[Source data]
________

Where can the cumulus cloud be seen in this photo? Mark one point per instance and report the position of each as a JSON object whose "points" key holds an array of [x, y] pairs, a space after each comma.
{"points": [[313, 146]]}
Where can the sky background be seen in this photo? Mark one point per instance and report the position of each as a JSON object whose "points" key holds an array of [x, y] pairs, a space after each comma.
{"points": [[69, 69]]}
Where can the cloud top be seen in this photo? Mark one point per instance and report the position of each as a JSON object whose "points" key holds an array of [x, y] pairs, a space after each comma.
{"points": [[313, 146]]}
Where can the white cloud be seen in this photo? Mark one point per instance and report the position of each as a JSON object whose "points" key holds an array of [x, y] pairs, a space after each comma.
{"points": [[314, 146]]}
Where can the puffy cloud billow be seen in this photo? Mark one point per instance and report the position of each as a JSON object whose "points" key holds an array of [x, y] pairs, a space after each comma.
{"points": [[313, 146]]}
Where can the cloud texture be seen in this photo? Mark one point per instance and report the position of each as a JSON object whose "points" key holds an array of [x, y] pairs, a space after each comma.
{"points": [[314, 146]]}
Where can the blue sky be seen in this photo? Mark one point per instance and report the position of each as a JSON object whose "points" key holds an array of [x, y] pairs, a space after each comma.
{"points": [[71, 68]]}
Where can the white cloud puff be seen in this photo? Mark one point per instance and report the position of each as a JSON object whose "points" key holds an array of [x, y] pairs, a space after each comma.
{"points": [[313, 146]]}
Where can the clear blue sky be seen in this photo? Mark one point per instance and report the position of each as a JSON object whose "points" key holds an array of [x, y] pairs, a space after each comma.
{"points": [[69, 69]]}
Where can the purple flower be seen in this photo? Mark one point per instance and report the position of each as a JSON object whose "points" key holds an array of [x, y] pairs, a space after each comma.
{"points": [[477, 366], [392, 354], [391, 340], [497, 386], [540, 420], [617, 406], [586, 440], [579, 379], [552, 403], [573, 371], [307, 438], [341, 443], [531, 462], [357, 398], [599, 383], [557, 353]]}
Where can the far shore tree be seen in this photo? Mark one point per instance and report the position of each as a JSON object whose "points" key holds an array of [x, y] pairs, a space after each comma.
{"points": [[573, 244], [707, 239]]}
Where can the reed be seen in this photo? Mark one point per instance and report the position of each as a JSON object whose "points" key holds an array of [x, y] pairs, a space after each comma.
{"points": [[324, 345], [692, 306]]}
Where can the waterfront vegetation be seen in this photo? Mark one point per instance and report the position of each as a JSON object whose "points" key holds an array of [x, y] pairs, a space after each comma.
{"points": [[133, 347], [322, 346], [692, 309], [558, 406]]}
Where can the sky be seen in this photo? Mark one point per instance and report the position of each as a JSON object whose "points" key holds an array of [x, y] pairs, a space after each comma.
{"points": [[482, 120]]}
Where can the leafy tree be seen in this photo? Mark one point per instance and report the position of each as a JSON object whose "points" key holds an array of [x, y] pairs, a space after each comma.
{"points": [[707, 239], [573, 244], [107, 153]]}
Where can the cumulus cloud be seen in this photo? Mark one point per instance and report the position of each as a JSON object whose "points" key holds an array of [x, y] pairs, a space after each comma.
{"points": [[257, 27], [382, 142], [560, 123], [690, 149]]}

________

§ **Work to complete**: Please retype each entry above exactly as it is written.

§ **Solution to this problem**:
Where can the cumulus cloud be seen in this photo? Mark one point per instance and report the position of each as a JSON object whose "points" key holds an array of [x, y] pairs, a space after each comma.
{"points": [[313, 146]]}
Where can the sky background be seen in this photo? Mark one point per instance and report the position of each as a JSON object whose "points" key holds an array of [x, y] pairs, a space after each comma.
{"points": [[69, 69]]}
Where can the cloud top be seen in this photo? Mark one point per instance and report the position of each as a JSON object whose "points" key holds an array of [x, y] pairs, a space after each comma.
{"points": [[313, 146]]}
Where can the white cloud be seen in this photo? Mark one point per instance and report the position of each as a JSON object whose "points" key holds an array of [x, y] pairs, a space after each comma.
{"points": [[314, 146]]}
Where can the puffy cloud billow be seen in this photo? Mark one point per instance and report the position of each as a JSON object whose "points" key holds an array of [x, y] pairs, a space after each comma.
{"points": [[313, 146]]}
Where can the cloud texture be seen in this photo? Mark one point per instance and report the position of each as a JSON object whose "points" key holds an array of [x, y] pairs, a space after each comma.
{"points": [[314, 146]]}
Where can the blue sky be seen in this photo? Mark one point per instance and report the position of each as a JSON object whose "points" key holds an array of [x, y] pairs, a space after each comma.
{"points": [[71, 68]]}
Where can the white cloud puff be seen in this photo? Mark one point per instance and report the position of each as a JSON object whose "points" key holds an array of [x, y] pairs, a space after each comma.
{"points": [[313, 146]]}
Where can the clear blue sky be seen in this photo? Mark one point per instance and report the position of each as a JSON object whose "points" key holds an array of [x, y] pairs, a space after each comma.
{"points": [[69, 69]]}
Where can the purple flower be seen in this photo? Mark one point per instance and report the position of each as a JSON object whose "points" key holds an array of [x, y] pairs, a space after each comma.
{"points": [[477, 366], [392, 354], [391, 340], [497, 386], [540, 420], [617, 406], [586, 440], [579, 379], [552, 403], [573, 371], [307, 438], [341, 443], [531, 462], [357, 398], [599, 383], [557, 353]]}
Where can the far shore tree be seen in this photo? Mark one point per instance and report the position of each as a JSON object whose "points" key holds an array of [x, y] pairs, a space after each comma.
{"points": [[573, 244], [707, 239]]}
Where can the reed be seen in this photo? Mark one point per instance and report the position of each as a JSON object whose "points" key holds an array of [x, y] pairs, a space after each comma.
{"points": [[324, 345], [692, 306]]}
Where can the waterfront vegetation be seen in this photo? Mark one point per instance and report the position of each as a JSON object whose "points" key holds an array of [x, y] pairs, a space after each comma.
{"points": [[133, 347], [322, 346], [692, 309], [558, 406]]}
Where can the sky be seen in this photo? Mark one point per instance and report the position of each as a JSON object whose "points" key holds an array of [x, y] pairs, a space after each comma.
{"points": [[482, 120]]}
Where can the leafy tree be seen in this photo? Mark one point per instance and report the position of each as a JSON object whose "points" key holds an array of [x, y] pairs, a space after each comma.
{"points": [[707, 239], [573, 244], [107, 153]]}
Where can the cumulus cloud be seen in this photo? Mark one point per instance and report the position of each as a JSON object whose "points" key holds an array of [x, y] pairs, a space after each comma.
{"points": [[257, 27], [382, 142], [560, 123], [690, 149]]}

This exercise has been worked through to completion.